▶ **RAW DATA**
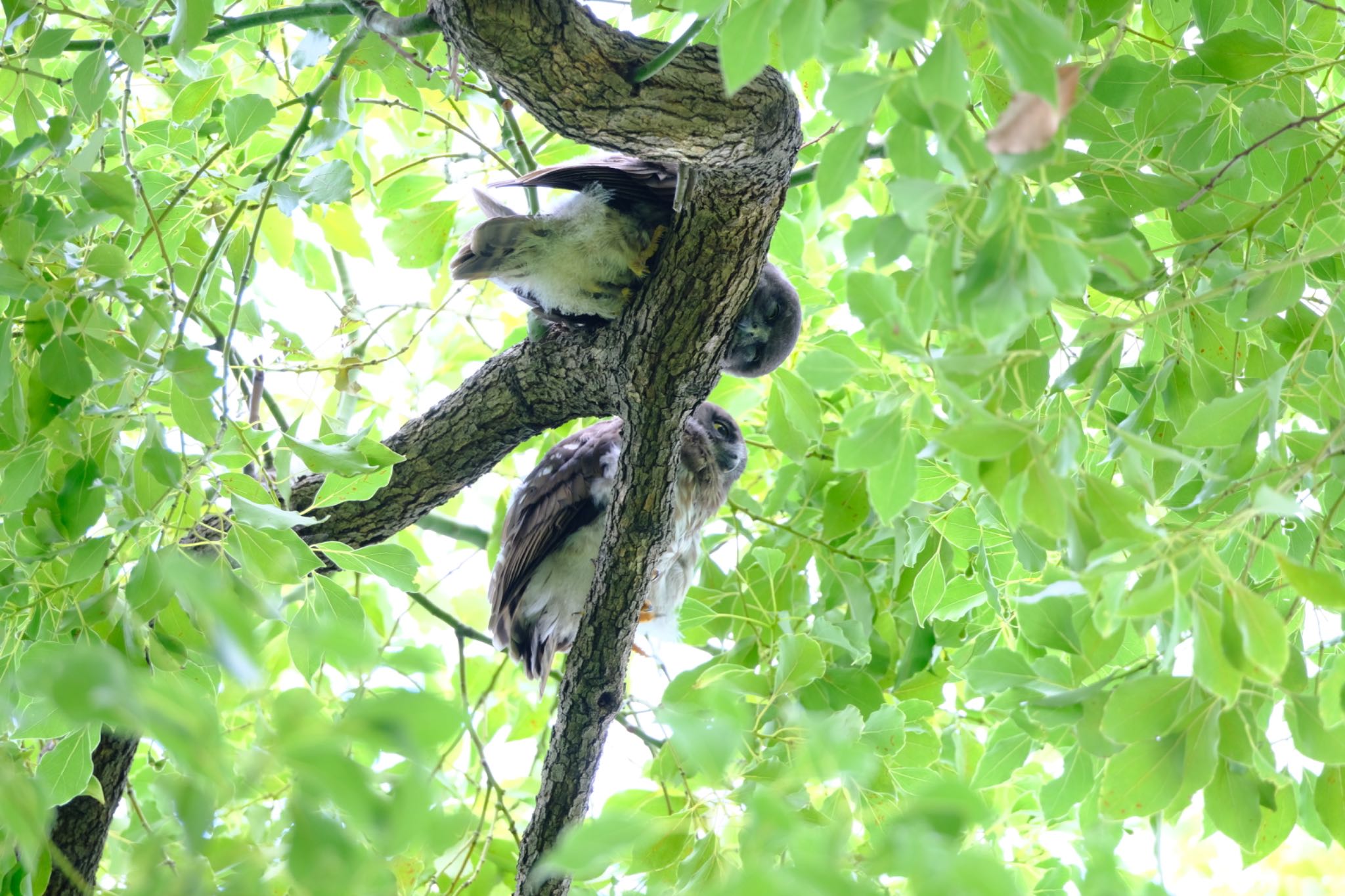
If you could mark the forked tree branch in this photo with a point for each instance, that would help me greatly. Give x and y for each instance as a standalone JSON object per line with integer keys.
{"x": 572, "y": 72}
{"x": 651, "y": 367}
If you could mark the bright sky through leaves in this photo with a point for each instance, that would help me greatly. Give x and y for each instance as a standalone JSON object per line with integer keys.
{"x": 1034, "y": 575}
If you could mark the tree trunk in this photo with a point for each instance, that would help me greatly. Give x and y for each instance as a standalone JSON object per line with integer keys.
{"x": 571, "y": 72}
{"x": 81, "y": 829}
{"x": 651, "y": 367}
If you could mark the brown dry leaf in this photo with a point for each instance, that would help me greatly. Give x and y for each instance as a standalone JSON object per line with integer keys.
{"x": 1029, "y": 123}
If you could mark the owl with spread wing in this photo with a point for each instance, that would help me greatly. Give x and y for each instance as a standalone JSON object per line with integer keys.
{"x": 556, "y": 522}
{"x": 580, "y": 263}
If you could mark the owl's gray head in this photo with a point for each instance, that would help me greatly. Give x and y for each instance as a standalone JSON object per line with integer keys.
{"x": 725, "y": 441}
{"x": 768, "y": 328}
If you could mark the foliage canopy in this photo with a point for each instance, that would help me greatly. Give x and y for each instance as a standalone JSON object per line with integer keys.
{"x": 1042, "y": 530}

▶ **EXERCISE AIM**
Reproduce precisely the span of lines that begins at the line containing "If you could mark the owl's" and ends with the last line of the listing.

▶ **WRITTEN SOLUTION**
If you could mark the owl's gray head in this photo with a point for each instance, that would help me greatly. Give x and y for each instance as a standalone JSON object per line with integer keys.
{"x": 725, "y": 441}
{"x": 768, "y": 328}
If you could mark the foliage canopy in this photo with a point for each instance, that would help me greatly. Give x and y for each instance as a standalone JSON object per line with integer keys.
{"x": 1042, "y": 530}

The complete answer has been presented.